## [INSTRUCTIONS TO FOLLOW]
Please reproduce the material below word for word, omitting the pictures.

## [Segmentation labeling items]
* * * * * * * * *
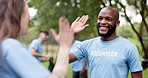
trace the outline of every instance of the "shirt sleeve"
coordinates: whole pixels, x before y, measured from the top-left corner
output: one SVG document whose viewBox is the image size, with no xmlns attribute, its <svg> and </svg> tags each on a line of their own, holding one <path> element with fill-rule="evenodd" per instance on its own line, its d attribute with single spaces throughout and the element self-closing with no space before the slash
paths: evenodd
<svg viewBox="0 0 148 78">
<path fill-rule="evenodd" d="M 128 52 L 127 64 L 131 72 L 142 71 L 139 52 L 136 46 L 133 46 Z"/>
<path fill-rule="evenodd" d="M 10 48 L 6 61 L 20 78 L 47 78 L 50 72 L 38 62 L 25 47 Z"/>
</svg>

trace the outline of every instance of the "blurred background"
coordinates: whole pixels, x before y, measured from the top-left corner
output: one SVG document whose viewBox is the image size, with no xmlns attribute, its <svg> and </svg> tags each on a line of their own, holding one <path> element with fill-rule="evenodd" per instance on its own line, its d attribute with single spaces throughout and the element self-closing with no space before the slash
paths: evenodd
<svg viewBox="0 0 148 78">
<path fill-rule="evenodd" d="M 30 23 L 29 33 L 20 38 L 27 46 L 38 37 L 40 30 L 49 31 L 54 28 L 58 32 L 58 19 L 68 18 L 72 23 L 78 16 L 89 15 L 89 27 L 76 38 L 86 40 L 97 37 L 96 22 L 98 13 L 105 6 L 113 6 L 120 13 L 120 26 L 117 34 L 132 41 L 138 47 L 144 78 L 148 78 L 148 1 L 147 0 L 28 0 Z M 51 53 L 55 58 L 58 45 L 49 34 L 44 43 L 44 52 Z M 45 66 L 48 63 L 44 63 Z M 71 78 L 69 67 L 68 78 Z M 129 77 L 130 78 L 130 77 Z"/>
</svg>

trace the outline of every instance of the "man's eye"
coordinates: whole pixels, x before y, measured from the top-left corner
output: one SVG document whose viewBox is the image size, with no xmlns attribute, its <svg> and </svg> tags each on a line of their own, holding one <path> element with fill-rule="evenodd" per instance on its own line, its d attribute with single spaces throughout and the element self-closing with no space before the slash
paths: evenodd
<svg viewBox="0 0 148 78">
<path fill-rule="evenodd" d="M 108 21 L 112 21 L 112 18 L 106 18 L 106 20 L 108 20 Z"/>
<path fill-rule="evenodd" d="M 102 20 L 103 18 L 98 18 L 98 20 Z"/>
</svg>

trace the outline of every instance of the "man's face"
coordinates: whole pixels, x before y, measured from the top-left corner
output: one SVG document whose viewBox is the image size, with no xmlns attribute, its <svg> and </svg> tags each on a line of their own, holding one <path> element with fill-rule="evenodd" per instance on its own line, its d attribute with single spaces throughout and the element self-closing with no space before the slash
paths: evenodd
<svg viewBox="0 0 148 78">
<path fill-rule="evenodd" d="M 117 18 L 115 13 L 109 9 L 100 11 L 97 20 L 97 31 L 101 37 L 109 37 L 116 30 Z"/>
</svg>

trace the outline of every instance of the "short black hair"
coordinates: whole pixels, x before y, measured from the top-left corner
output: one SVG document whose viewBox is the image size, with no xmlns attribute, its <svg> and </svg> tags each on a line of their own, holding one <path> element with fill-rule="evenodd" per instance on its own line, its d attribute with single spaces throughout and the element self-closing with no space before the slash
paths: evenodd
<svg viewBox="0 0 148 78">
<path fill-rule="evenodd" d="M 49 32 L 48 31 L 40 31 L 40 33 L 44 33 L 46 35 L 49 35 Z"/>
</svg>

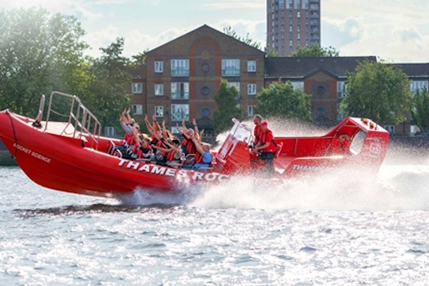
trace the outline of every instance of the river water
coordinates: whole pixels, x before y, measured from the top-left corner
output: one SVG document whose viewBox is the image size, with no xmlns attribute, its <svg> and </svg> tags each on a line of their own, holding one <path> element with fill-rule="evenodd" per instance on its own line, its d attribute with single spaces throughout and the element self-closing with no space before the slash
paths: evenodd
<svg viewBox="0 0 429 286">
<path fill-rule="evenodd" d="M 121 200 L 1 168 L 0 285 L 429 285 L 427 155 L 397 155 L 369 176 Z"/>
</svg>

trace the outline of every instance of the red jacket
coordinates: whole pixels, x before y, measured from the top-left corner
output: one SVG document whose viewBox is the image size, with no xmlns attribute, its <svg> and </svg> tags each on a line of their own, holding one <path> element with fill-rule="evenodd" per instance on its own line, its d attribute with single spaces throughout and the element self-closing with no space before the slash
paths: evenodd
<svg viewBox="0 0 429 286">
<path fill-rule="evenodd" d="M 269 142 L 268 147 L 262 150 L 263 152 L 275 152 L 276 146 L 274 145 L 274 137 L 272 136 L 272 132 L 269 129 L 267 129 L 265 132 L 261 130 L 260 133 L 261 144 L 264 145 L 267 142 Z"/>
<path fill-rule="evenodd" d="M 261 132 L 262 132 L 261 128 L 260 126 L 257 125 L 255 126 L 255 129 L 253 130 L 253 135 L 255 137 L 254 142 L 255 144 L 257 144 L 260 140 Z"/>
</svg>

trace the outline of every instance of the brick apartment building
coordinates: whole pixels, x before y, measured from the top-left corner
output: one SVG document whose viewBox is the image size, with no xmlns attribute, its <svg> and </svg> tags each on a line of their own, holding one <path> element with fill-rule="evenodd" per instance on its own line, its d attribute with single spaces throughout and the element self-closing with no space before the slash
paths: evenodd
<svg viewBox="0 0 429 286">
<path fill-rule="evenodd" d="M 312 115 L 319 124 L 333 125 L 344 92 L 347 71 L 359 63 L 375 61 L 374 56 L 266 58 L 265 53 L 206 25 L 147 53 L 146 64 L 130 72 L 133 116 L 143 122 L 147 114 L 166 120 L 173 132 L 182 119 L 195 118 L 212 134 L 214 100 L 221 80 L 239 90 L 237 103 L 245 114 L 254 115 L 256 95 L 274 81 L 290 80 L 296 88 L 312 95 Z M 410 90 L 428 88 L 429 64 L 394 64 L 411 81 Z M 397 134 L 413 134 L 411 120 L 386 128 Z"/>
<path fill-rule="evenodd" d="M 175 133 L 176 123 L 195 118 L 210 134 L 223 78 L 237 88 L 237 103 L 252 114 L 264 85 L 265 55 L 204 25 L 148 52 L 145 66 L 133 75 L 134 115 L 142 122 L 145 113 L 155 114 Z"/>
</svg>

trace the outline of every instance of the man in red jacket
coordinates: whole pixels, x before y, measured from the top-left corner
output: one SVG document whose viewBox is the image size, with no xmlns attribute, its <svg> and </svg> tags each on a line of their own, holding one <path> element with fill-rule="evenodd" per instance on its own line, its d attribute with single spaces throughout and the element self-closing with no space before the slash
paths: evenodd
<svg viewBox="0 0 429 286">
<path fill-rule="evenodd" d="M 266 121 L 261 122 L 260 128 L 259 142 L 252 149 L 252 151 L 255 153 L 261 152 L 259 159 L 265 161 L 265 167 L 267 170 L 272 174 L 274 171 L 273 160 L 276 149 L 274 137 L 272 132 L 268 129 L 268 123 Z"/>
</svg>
* * * * * * * * *
## [ANSWER TO THE PROBLEM]
trace the outline of every instance of the "shirt sleeve"
coordinates: whole pixels, x before y, measured from the top-left corner
output: one SVG document whose viewBox is the image size, with no xmlns attribute, its <svg> and </svg> tags each on a line of their own, holding one <path> element with fill-rule="evenodd" per instance on its own line, its d attribute with single spaces throughout and the element self-closing with no space before the slash
paths: evenodd
<svg viewBox="0 0 148 78">
<path fill-rule="evenodd" d="M 128 52 L 127 64 L 131 72 L 142 71 L 139 52 L 136 46 L 133 46 Z"/>
<path fill-rule="evenodd" d="M 10 48 L 6 61 L 20 78 L 47 78 L 50 72 L 38 62 L 25 47 Z"/>
</svg>

trace the outline of every instance of the "blurred background"
coordinates: whole pixels, x before y, measured from the top-left corner
output: one SVG document whose viewBox is the image size, with no xmlns attribute, its <svg> and </svg> tags each on a line of their own, holding one <path> element with fill-rule="evenodd" per instance on its own line, its d attribute with single spaces throughout and the element self-closing with no space before the slash
paths: evenodd
<svg viewBox="0 0 148 78">
<path fill-rule="evenodd" d="M 30 23 L 29 33 L 20 38 L 27 46 L 38 37 L 40 30 L 49 31 L 54 28 L 58 32 L 58 19 L 68 18 L 72 23 L 78 16 L 89 15 L 89 27 L 76 38 L 86 40 L 97 37 L 96 22 L 98 13 L 105 6 L 113 6 L 120 13 L 120 26 L 117 34 L 132 41 L 138 47 L 144 78 L 148 78 L 148 1 L 147 0 L 28 0 Z M 51 53 L 55 58 L 58 45 L 49 34 L 44 43 L 44 52 Z M 45 66 L 48 63 L 44 63 Z M 71 78 L 69 67 L 68 78 Z M 129 77 L 130 78 L 130 77 Z"/>
</svg>

trace the outline of every instance of the "man's eye"
coordinates: whole pixels, x before y, measured from the top-left corner
output: one SVG document whose viewBox is the image size, with no xmlns attribute, its <svg> and </svg> tags each on a line of their own, holding one <path> element with fill-rule="evenodd" per instance on its own line, its d attribute with single spaces throughout and the element self-closing with no space before the slash
paths: evenodd
<svg viewBox="0 0 148 78">
<path fill-rule="evenodd" d="M 108 21 L 112 21 L 112 18 L 106 18 L 106 20 L 108 20 Z"/>
<path fill-rule="evenodd" d="M 102 20 L 103 18 L 98 18 L 98 20 Z"/>
</svg>

trace the outline of every instance of the "man's face"
coordinates: whole pixels, x before y, measured from the top-left corner
output: one SVG document whose viewBox is the image size, with no xmlns attribute, its <svg> and </svg> tags each on a line of their own, holding one <path> element with fill-rule="evenodd" per instance on its own line, its d attribute with single spaces throughout and the element self-closing with no space before the slash
paths: evenodd
<svg viewBox="0 0 148 78">
<path fill-rule="evenodd" d="M 117 18 L 115 13 L 109 9 L 100 11 L 97 20 L 97 31 L 101 37 L 109 37 L 116 30 Z"/>
</svg>

trace the outline of every instance of the "short black hair"
coordinates: whole pixels, x before y, measured from the top-left corner
output: one SVG document whose viewBox is the image size, with no xmlns attribute, its <svg> and </svg> tags each on a line of their own, holding one <path> element with fill-rule="evenodd" per instance on its own line, its d attribute with single spaces throughout and the element self-closing with no space before the slash
paths: evenodd
<svg viewBox="0 0 148 78">
<path fill-rule="evenodd" d="M 49 32 L 48 31 L 40 31 L 40 33 L 44 33 L 46 35 L 49 35 Z"/>
</svg>

trace the outline of every instance of the river water
coordinates: whole pixels, x before y, measured from the top-left corner
output: one SVG document whose viewBox is the image size, with no xmlns attribute, its <svg> and </svg> tags each on a line of their own, holding one <path> element with fill-rule="evenodd" per instance on its own line, its d attribute with single spaces throughout and the element self-closing with no space before the slash
paths: evenodd
<svg viewBox="0 0 429 286">
<path fill-rule="evenodd" d="M 121 200 L 1 168 L 0 285 L 429 285 L 427 155 L 397 155 L 369 176 Z"/>
</svg>

trace the outline of every instance of the red jacket
coordinates: whole pixels, x before y, measured from the top-left corner
output: one SVG document whose viewBox is the image size, with no xmlns attribute, its <svg> and </svg> tags each on a line of their own, holding one <path> element with fill-rule="evenodd" per instance on its own line, its d attribute with single spaces throughout and the element self-closing with no space before the slash
paths: evenodd
<svg viewBox="0 0 429 286">
<path fill-rule="evenodd" d="M 269 142 L 268 147 L 262 150 L 263 152 L 275 152 L 276 146 L 274 145 L 274 137 L 272 136 L 272 132 L 269 129 L 267 129 L 265 132 L 261 130 L 260 133 L 261 144 L 264 145 L 267 142 Z"/>
<path fill-rule="evenodd" d="M 261 132 L 262 132 L 261 128 L 260 126 L 257 125 L 255 126 L 255 129 L 253 130 L 253 135 L 255 137 L 254 142 L 255 144 L 257 144 L 260 140 Z"/>
</svg>

trace the outline of every instance of the brick apartment building
coordinates: whole pixels, x before y, measured from the top-left corner
output: one SVG document whose viewBox is the image size, with no xmlns attribute, its <svg> and </svg> tags each on a line of their own, holding one <path> element with fill-rule="evenodd" per instance on its own line, its d attribute with single spaces throughout and the element self-closing with no space before the slash
paths: evenodd
<svg viewBox="0 0 429 286">
<path fill-rule="evenodd" d="M 312 115 L 319 124 L 333 125 L 344 92 L 347 71 L 359 63 L 375 61 L 374 56 L 266 58 L 265 53 L 206 25 L 147 53 L 146 64 L 130 72 L 133 116 L 143 122 L 147 114 L 166 120 L 173 132 L 182 119 L 195 118 L 212 134 L 214 100 L 221 80 L 239 90 L 237 103 L 245 114 L 254 115 L 256 95 L 274 81 L 290 80 L 296 88 L 312 95 Z M 410 90 L 428 88 L 429 64 L 394 64 L 411 81 Z M 397 134 L 413 134 L 411 120 L 386 128 Z"/>
<path fill-rule="evenodd" d="M 175 133 L 176 123 L 195 118 L 210 134 L 223 78 L 237 88 L 237 103 L 252 114 L 264 85 L 265 55 L 204 25 L 148 52 L 145 66 L 133 75 L 134 115 L 142 122 L 145 113 L 155 114 Z"/>
</svg>

trace the outline of every instance of the man in red jacket
coordinates: whole pixels, x before y, measured from the top-left corner
output: one SVG document whose viewBox is the image size, with no xmlns attribute, its <svg> and </svg> tags each on a line of their own, holding one <path> element with fill-rule="evenodd" per instance on its own line, its d attribute with single spaces throughout and the element self-closing with no space before the slash
paths: evenodd
<svg viewBox="0 0 429 286">
<path fill-rule="evenodd" d="M 266 121 L 261 122 L 260 128 L 259 142 L 252 149 L 252 151 L 255 153 L 261 152 L 259 159 L 265 161 L 265 167 L 267 170 L 272 174 L 274 171 L 273 160 L 276 149 L 274 137 L 272 132 L 268 129 L 268 123 Z"/>
</svg>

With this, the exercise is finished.